- **EXERCISE INSTRUCTIONS**: Convert all of the lines below into a JSON list of strings, one string per line, leaving out any blank lines.

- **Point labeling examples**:

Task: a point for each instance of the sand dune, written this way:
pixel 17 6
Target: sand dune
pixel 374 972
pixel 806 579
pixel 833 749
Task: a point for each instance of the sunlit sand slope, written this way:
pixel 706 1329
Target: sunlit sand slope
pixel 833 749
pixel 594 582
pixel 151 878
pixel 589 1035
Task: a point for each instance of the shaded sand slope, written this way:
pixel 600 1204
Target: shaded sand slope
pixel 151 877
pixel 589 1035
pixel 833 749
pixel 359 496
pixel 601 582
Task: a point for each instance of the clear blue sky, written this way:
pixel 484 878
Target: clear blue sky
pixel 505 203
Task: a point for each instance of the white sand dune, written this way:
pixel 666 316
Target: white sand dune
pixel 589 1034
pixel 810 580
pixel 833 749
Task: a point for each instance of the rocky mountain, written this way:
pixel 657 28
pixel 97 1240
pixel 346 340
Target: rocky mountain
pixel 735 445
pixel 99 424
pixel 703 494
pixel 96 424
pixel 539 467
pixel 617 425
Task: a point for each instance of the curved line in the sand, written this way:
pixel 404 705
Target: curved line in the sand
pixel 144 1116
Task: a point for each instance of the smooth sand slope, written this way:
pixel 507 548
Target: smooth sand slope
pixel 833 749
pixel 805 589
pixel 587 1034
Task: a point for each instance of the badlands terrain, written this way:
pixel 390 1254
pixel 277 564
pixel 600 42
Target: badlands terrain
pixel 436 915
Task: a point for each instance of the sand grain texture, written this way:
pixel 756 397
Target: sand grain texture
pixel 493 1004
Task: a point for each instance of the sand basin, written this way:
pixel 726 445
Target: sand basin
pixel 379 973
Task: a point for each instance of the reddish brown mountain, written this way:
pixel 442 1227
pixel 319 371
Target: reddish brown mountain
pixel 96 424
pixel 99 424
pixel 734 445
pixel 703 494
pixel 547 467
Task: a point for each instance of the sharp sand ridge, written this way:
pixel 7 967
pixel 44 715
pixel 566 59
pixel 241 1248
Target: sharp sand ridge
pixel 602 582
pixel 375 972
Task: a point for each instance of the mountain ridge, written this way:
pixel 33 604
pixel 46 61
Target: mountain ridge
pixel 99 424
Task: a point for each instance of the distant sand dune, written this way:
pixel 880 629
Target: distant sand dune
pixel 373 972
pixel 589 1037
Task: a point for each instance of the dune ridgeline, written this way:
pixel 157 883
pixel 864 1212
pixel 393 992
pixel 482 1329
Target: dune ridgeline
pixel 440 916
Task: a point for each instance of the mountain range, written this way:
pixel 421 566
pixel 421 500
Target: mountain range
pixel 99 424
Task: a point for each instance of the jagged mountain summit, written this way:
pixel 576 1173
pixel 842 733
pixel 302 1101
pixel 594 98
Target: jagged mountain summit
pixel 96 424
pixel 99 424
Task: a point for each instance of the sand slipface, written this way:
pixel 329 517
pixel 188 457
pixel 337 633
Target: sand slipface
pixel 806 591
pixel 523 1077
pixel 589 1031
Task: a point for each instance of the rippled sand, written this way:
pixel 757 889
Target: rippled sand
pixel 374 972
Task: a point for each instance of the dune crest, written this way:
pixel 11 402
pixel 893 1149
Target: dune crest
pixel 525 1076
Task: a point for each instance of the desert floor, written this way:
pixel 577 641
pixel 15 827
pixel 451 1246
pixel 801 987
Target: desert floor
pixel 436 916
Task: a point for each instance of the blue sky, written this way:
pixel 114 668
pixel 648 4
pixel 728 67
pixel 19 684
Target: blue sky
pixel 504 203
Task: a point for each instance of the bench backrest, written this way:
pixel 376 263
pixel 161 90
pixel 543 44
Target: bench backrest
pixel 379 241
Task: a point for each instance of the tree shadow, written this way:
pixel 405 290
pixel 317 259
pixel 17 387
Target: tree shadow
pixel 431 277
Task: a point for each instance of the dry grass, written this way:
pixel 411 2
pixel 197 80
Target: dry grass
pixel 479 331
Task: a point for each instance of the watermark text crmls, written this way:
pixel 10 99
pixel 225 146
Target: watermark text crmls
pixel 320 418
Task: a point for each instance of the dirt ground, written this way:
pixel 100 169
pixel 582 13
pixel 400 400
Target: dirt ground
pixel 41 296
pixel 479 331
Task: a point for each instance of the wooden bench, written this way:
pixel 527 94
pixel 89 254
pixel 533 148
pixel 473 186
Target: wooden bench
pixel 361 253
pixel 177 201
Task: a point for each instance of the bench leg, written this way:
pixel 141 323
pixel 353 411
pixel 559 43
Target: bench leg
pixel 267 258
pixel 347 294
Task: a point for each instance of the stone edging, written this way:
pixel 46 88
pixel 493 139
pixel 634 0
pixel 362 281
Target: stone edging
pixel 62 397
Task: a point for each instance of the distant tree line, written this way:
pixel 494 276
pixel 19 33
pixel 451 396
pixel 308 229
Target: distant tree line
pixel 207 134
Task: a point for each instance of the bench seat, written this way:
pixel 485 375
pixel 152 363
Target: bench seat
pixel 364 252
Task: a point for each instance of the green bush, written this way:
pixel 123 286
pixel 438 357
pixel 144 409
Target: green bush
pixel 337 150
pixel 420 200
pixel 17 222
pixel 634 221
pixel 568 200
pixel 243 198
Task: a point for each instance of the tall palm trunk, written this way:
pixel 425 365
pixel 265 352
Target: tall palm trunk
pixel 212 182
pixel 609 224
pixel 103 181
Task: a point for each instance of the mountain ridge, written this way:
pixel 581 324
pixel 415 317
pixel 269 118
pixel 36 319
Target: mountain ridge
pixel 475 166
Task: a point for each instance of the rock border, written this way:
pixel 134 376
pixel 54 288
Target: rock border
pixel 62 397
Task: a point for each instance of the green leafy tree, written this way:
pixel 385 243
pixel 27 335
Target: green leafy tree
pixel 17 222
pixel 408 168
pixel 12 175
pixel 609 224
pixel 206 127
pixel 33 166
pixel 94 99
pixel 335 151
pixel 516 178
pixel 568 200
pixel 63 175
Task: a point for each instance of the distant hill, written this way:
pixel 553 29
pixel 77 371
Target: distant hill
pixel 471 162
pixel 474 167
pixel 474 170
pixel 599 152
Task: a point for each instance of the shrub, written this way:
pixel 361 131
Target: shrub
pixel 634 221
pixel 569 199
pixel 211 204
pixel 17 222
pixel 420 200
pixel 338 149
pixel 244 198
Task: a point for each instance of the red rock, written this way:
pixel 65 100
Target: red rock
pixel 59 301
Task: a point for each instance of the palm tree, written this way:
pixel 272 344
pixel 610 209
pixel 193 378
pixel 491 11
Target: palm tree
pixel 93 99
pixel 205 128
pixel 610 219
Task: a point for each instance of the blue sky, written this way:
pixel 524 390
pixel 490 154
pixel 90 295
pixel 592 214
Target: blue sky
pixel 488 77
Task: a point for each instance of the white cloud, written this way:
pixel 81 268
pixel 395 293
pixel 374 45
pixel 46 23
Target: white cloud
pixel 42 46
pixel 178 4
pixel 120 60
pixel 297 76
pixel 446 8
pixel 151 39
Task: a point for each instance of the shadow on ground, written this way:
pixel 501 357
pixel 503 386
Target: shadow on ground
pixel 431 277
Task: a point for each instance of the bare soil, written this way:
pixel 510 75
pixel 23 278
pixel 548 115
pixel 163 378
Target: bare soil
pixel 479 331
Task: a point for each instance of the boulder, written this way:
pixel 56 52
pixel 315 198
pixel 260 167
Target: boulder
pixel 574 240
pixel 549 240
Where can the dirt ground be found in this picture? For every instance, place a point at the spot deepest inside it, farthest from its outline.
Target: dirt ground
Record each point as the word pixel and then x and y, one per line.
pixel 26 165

- **WRITTEN ANSWER**:
[
  "Task: a point for each instance of the sand dune, written this way:",
  "pixel 17 6",
  "Target: sand dune",
  "pixel 374 972",
  "pixel 806 579",
  "pixel 833 749",
  "Task: a point for each instance of the sunlit sand slope, written this way:",
  "pixel 706 1329",
  "Target: sunlit sand slope",
  "pixel 833 749",
  "pixel 594 582",
  "pixel 151 878",
  "pixel 589 1035",
  "Task: a point for each instance of the shaded sand slope, written this way:",
  "pixel 600 1204",
  "Target: shaded sand slope",
  "pixel 151 877",
  "pixel 589 1035",
  "pixel 833 749",
  "pixel 359 496",
  "pixel 601 582",
  "Task: a point for each instance of the clear blue sky, written this way:",
  "pixel 484 878",
  "Target: clear blue sky",
  "pixel 505 203",
  "Task: a point for each instance of the white sand dune, written this way:",
  "pixel 666 316",
  "Target: white sand dune",
  "pixel 589 1034",
  "pixel 810 580",
  "pixel 833 749",
  "Task: a point for each instance of the rocky mountain, written this way:",
  "pixel 657 28",
  "pixel 97 1240",
  "pixel 346 340",
  "Target: rocky mountain",
  "pixel 735 445",
  "pixel 99 424",
  "pixel 703 494",
  "pixel 96 424",
  "pixel 539 467",
  "pixel 617 425",
  "Task: a point for each instance of the curved line in the sand, written this way:",
  "pixel 404 705",
  "Target: curved line in the sand",
  "pixel 144 1116",
  "Task: a point for each instance of the smooth sand slope, written this way:",
  "pixel 507 548",
  "Target: smooth sand slope",
  "pixel 833 749",
  "pixel 805 589",
  "pixel 587 1034",
  "Task: a point for each instance of the badlands terrain, written this way:",
  "pixel 390 1254",
  "pixel 277 564",
  "pixel 600 42",
  "Target: badlands terrain",
  "pixel 436 915",
  "Task: a point for each instance of the sand grain texture, written this way:",
  "pixel 756 397",
  "Target: sand grain texture",
  "pixel 493 1004",
  "Task: a point for each instance of the sand basin, written this way:",
  "pixel 726 445",
  "Target: sand basin",
  "pixel 379 973",
  "Task: a point for each instance of the reddish brown mountain, written this way:",
  "pixel 442 1227",
  "pixel 319 371",
  "Target: reddish brown mountain",
  "pixel 96 424",
  "pixel 99 424",
  "pixel 734 445",
  "pixel 703 494",
  "pixel 547 467",
  "Task: a point for each instance of the sharp sand ridge, written this way:",
  "pixel 7 967",
  "pixel 44 715",
  "pixel 566 59",
  "pixel 241 1248",
  "Target: sharp sand ridge",
  "pixel 602 582",
  "pixel 375 972",
  "Task: a point for each instance of the mountain ridge, written this way:",
  "pixel 33 604",
  "pixel 46 61",
  "Target: mountain ridge",
  "pixel 99 424",
  "Task: a point for each instance of the distant sand dune, written this way:",
  "pixel 880 629",
  "Target: distant sand dune",
  "pixel 373 972",
  "pixel 589 1037",
  "Task: a point for each instance of the dune ridgeline, written this way:",
  "pixel 157 883",
  "pixel 864 1212",
  "pixel 393 992",
  "pixel 482 1329",
  "Target: dune ridgeline",
  "pixel 440 916",
  "Task: a point for each instance of the mountain range, written this way:",
  "pixel 421 566",
  "pixel 421 500",
  "Target: mountain range",
  "pixel 99 424",
  "Task: a point for each instance of the jagged mountain summit, written this way:",
  "pixel 576 1173",
  "pixel 842 733",
  "pixel 302 1101",
  "pixel 594 98",
  "Target: jagged mountain summit",
  "pixel 96 424",
  "pixel 99 424",
  "Task: a point for each instance of the sand slipface, written this way:",
  "pixel 329 517",
  "pixel 188 457",
  "pixel 337 633",
  "Target: sand slipface",
  "pixel 806 591",
  "pixel 523 1077",
  "pixel 589 1031",
  "Task: a point for each instance of the rippled sand, written this way:",
  "pixel 757 889",
  "Target: rippled sand",
  "pixel 374 972",
  "Task: a point for each instance of the dune crest, written this way:",
  "pixel 11 402",
  "pixel 893 1149",
  "Target: dune crest",
  "pixel 525 1076",
  "Task: a point for each instance of the desert floor, written this way:",
  "pixel 577 641",
  "pixel 15 827",
  "pixel 451 1246",
  "pixel 801 987",
  "Target: desert floor",
  "pixel 436 916",
  "Task: a point for each instance of the blue sky, written this way:",
  "pixel 114 668",
  "pixel 648 4",
  "pixel 728 67",
  "pixel 19 684",
  "Target: blue sky",
  "pixel 504 203",
  "Task: a point for each instance of the bench backrest, written this way:",
  "pixel 376 263",
  "pixel 161 90",
  "pixel 543 44",
  "Target: bench backrest",
  "pixel 379 241",
  "Task: a point for each instance of the tree shadow, written this way:",
  "pixel 405 290",
  "pixel 317 259",
  "pixel 17 387",
  "Target: tree shadow",
  "pixel 431 277",
  "Task: a point for each instance of the dry grass, written this way:",
  "pixel 411 2",
  "pixel 197 80",
  "Target: dry grass",
  "pixel 479 331",
  "Task: a point for each instance of the watermark text crmls, written this way:",
  "pixel 10 99",
  "pixel 225 146",
  "Target: watermark text crmls",
  "pixel 320 418",
  "Task: a point for each instance of the dirt ground, written this way:",
  "pixel 100 169",
  "pixel 582 13",
  "pixel 400 400",
  "Target: dirt ground",
  "pixel 41 296",
  "pixel 479 331",
  "Task: a point for each instance of the wooden bench, written this way:",
  "pixel 527 94",
  "pixel 89 254",
  "pixel 533 148",
  "pixel 473 186",
  "Target: wooden bench",
  "pixel 361 253",
  "pixel 177 201",
  "Task: a point for each instance of the bench leg, written this way:",
  "pixel 141 323",
  "pixel 353 411",
  "pixel 559 43",
  "Target: bench leg",
  "pixel 267 258",
  "pixel 347 294",
  "Task: a point for each instance of the stone edging, written this way:",
  "pixel 46 88",
  "pixel 493 139",
  "pixel 634 0",
  "pixel 362 281",
  "Target: stone edging",
  "pixel 62 397",
  "Task: a point for each instance of the distant tree line, written this way:",
  "pixel 494 276",
  "pixel 19 33",
  "pixel 451 396",
  "pixel 308 229",
  "Target: distant tree line",
  "pixel 207 134",
  "Task: a point for each instance of the bench seat, written this way:",
  "pixel 485 375",
  "pixel 152 363",
  "Target: bench seat",
  "pixel 364 252",
  "Task: a point for each instance of the green bush, written this way:",
  "pixel 123 286",
  "pixel 438 357",
  "pixel 144 409",
  "Target: green bush",
  "pixel 337 150",
  "pixel 420 200",
  "pixel 17 222",
  "pixel 634 221",
  "pixel 568 200",
  "pixel 243 198",
  "Task: a point for each instance of the tall palm trunk, written this way:",
  "pixel 425 365",
  "pixel 265 352",
  "Target: tall palm trunk",
  "pixel 212 182",
  "pixel 609 224",
  "pixel 103 181",
  "Task: a point for each instance of the mountain ridge, written this way:",
  "pixel 581 324",
  "pixel 415 317",
  "pixel 269 118",
  "pixel 36 319",
  "Target: mountain ridge",
  "pixel 475 166",
  "Task: a point for each instance of the rock border, written this way:",
  "pixel 134 376",
  "pixel 54 288",
  "Target: rock border",
  "pixel 62 397",
  "Task: a point for each instance of the green leafy tree, written this way:",
  "pixel 385 243",
  "pixel 27 335",
  "Target: green leafy tree",
  "pixel 17 222",
  "pixel 408 168",
  "pixel 12 175",
  "pixel 609 224",
  "pixel 206 127",
  "pixel 33 166",
  "pixel 94 99",
  "pixel 335 151",
  "pixel 516 178",
  "pixel 568 200",
  "pixel 63 175",
  "Task: a point for each instance of the distant hill, written this way:",
  "pixel 553 29",
  "pixel 77 371",
  "Target: distant hill",
  "pixel 471 162",
  "pixel 474 167",
  "pixel 474 170",
  "pixel 599 152",
  "Task: a point for each instance of the shrub, written this way:",
  "pixel 361 131",
  "Target: shrub",
  "pixel 634 221",
  "pixel 569 199",
  "pixel 211 204",
  "pixel 17 222",
  "pixel 420 200",
  "pixel 338 149",
  "pixel 244 198",
  "Task: a point for each instance of the red rock, written this way:",
  "pixel 65 100",
  "Target: red rock",
  "pixel 59 301",
  "Task: a point for each instance of the palm tree, written this way:",
  "pixel 272 344",
  "pixel 610 209",
  "pixel 193 378",
  "pixel 491 11",
  "Target: palm tree",
  "pixel 93 99",
  "pixel 205 128",
  "pixel 610 219",
  "Task: a point for each instance of the blue sky, written this way:",
  "pixel 524 390",
  "pixel 490 154",
  "pixel 90 295",
  "pixel 592 214",
  "Target: blue sky",
  "pixel 488 77",
  "Task: a point for each instance of the white cloud, written this way:",
  "pixel 81 268",
  "pixel 395 293",
  "pixel 374 45",
  "pixel 46 23",
  "Target: white cloud",
  "pixel 42 46",
  "pixel 178 4",
  "pixel 120 60",
  "pixel 297 76",
  "pixel 446 8",
  "pixel 151 39",
  "Task: a point for each instance of the shadow on ground, written this way:",
  "pixel 501 357",
  "pixel 503 386",
  "Target: shadow on ground",
  "pixel 431 277",
  "Task: a point for each instance of the bare soil, written this way:",
  "pixel 510 75",
  "pixel 23 278",
  "pixel 548 115",
  "pixel 163 378",
  "Target: bare soil",
  "pixel 479 331",
  "Task: a point for each instance of the boulder, written this way:",
  "pixel 56 52",
  "pixel 315 198",
  "pixel 260 167",
  "Target: boulder",
  "pixel 574 240",
  "pixel 549 240",
  "Where can the dirt ground be found in this picture? For every instance, place a point at the spot deepest inside it, farthest from its outline.",
  "Target: dirt ground",
  "Record each point as the word pixel and then x and y, one per line.",
  "pixel 26 165"
]